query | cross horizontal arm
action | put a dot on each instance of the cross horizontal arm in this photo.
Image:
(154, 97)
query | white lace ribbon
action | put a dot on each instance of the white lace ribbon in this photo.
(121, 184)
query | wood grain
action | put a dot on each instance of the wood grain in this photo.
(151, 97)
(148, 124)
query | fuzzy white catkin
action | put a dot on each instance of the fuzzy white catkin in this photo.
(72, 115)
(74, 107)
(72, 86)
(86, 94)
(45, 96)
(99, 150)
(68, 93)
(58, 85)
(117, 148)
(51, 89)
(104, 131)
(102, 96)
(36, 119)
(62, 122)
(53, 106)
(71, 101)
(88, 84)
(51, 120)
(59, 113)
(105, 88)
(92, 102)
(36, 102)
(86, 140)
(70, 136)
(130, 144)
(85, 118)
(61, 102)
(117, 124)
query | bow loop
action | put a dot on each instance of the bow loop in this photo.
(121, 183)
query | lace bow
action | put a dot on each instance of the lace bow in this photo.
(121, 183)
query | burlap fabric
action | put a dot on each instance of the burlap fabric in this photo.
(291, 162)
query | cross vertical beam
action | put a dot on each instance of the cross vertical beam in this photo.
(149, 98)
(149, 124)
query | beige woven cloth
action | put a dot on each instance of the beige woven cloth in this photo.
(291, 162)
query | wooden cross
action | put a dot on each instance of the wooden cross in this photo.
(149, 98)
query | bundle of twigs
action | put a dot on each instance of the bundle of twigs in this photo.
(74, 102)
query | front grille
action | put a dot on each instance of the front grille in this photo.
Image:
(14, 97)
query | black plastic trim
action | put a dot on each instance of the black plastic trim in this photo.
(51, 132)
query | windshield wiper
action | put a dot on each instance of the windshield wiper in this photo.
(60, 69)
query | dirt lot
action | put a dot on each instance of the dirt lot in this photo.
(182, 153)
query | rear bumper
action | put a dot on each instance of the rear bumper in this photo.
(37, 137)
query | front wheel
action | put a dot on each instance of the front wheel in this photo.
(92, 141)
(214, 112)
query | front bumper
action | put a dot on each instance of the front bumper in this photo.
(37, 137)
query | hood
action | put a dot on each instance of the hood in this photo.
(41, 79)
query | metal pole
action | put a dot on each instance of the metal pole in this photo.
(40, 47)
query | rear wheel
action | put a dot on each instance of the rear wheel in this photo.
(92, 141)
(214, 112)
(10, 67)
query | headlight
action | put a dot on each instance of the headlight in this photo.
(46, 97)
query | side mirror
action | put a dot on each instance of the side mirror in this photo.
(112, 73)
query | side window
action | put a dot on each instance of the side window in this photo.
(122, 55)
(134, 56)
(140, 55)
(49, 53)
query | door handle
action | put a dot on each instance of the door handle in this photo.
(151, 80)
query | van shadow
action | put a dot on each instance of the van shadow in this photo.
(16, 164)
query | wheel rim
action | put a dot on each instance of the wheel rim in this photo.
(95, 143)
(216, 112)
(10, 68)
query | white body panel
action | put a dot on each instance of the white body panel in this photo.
- - -
#### [Required action]
Go through the entries and return each line where the word "grille" appears.

#### [Response]
query | front grille
action | put a dot on each instance of the front grille in this photo.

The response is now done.